By Daniel Powell

When a bright-eyed colleague of mine asked me why I had decided to spend a summer pent up in the Foundation’s off-highway suburban headquarters, I offered the only response that I could possibly muster to justify the cosmological happenings that had brought me there. My presence at the One Earth Future Foundation, like the presence of the other two McGill Law interns whose desks sandwiched my own, was the product of a well-ordained coincidence. As the saying goes, I never chose to end up at the Foundation; it chose me, as a matter of circumstance, and I willfully obliged. The circumstances were, to be fair, a product of my own making. I attended the one-and-a-half hour information session on the Faculty’s international human rights program and prepared an application, quickly modifying an existing resume and writing out answers to short essay questions. And when I had finished preparing the application, I forwarded my application to the human rights program. However, even as these actions were of my own doing, I never really believed that they would lead to anything. I certainly never expected that my application would be the cause of a professional experience as rewarding as the one that I experienced.

Of course, when I received an email inviting me to interview, I accepted with delight, remembering the seemingly inane words of advice that I once received from a human resources staffer to the effect that one can never secure a job without attending the interview, words which I have never managed to forget, precisely because their epistemological truth is cocooned as a stark and deceiving tautological absurdity.

■ ■ ■

Work instructions —
Could you extend the essay about the summer internship at the One Earth Future Foundation, picking up right after its last sentence?

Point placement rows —
■ ■ ■

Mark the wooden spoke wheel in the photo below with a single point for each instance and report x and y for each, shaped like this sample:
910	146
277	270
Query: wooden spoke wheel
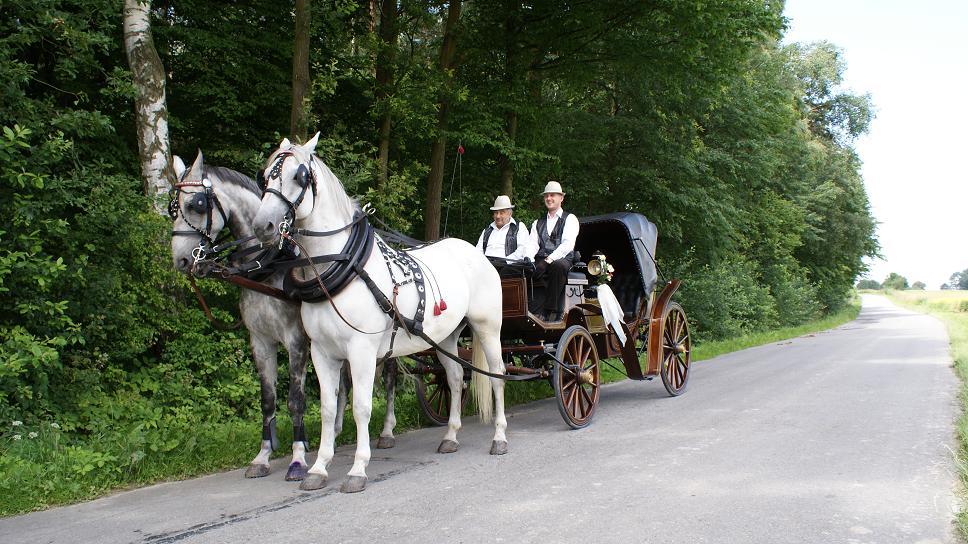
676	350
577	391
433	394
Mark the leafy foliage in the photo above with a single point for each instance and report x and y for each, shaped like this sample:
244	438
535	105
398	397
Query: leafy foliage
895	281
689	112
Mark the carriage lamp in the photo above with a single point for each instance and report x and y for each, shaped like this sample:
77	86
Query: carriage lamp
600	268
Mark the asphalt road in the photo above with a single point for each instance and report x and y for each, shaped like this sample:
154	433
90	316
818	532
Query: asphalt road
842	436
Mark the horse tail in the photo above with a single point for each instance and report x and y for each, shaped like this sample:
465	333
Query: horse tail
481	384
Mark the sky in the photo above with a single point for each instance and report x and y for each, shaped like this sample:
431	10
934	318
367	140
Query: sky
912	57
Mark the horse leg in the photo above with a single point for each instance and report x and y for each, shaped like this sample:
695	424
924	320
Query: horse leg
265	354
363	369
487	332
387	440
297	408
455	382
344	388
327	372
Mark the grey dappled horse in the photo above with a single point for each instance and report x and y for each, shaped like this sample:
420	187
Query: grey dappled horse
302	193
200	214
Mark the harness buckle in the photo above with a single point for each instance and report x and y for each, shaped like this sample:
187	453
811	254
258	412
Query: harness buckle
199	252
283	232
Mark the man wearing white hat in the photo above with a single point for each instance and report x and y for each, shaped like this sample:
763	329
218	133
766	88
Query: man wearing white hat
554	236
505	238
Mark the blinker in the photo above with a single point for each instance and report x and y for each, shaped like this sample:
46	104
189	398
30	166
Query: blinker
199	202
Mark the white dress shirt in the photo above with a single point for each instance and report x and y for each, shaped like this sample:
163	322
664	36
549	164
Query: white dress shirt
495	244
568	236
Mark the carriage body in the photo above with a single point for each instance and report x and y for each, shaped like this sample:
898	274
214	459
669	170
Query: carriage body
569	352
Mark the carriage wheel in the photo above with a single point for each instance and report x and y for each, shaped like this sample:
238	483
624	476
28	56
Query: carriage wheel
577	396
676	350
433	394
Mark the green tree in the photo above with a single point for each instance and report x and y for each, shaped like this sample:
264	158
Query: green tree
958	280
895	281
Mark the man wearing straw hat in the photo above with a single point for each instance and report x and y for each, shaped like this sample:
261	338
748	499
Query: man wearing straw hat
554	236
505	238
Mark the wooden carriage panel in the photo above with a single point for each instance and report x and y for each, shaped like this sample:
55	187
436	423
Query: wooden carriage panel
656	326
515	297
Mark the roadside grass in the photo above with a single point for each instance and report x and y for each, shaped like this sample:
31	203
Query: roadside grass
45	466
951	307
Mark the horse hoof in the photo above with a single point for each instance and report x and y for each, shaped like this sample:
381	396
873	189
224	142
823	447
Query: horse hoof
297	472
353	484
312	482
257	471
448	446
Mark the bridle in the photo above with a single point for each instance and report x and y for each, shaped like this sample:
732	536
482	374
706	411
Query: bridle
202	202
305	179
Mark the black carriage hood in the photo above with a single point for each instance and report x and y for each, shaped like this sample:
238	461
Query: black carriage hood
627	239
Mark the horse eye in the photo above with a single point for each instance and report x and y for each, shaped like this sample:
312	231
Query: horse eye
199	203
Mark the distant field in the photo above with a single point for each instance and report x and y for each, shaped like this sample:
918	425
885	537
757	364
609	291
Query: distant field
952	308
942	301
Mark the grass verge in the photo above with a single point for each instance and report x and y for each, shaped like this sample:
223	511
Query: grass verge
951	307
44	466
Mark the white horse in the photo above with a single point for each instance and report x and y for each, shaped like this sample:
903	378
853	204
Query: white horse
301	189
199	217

■ ■ ■

Result of this exercise —
The coincidence that had brought me to Broomfield for the summer was formalized in an interview before a four-person committee in a dimly lit seminar classroom. I remember entering the interview room and feeling immediately that I was under the thralls of a civilian inquisition. And although I appreciate that this imaginary portrait may now seem to be nothing more than a preposterous posture of literary excess, understand that the idea did occur to me. The imaginative invocation was not a completely absurd one either. At the time of my interrogation, I had just begun to study the origins of civil law and judicial institutions. The image of a panel of adjudicators sitting in a dark, cloistered law school seminar room had enough eidetic relation to the civilian investigation figured as a secretive Church affair that I could not resist the analogy.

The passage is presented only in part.